--- ABOUT THIS TASK ---
Among the entries below, find every line that contains the string "rolled", then copy it.

=== INFORMATION SUPPLIED ===

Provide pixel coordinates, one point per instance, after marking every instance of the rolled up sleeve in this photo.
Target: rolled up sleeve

===
=== INFORMATION SUPPLIED ===

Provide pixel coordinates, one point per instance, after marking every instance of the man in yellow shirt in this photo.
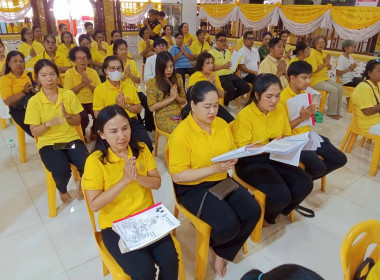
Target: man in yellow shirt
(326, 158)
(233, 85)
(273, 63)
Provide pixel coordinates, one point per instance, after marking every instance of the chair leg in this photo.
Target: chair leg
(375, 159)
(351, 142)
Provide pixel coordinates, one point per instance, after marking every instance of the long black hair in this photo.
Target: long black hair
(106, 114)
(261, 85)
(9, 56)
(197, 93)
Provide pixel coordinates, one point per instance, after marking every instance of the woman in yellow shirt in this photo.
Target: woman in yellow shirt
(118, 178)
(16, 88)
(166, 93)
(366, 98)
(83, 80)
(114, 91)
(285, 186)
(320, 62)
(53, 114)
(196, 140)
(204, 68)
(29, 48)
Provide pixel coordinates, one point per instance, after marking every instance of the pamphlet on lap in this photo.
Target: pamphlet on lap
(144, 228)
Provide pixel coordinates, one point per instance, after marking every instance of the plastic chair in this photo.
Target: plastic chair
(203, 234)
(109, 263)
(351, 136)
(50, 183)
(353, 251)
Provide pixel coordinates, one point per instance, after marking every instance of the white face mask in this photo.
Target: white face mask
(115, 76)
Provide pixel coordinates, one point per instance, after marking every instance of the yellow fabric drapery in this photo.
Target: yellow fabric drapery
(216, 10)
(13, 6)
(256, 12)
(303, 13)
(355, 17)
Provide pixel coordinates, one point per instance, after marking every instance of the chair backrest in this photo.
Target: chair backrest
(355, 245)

===

--- EXERCISE RESULT ---
Provide pixel coordinates, one point per instance, after marking every instance of the rolled up sleeve in this photo.
Target: rolled up sleeve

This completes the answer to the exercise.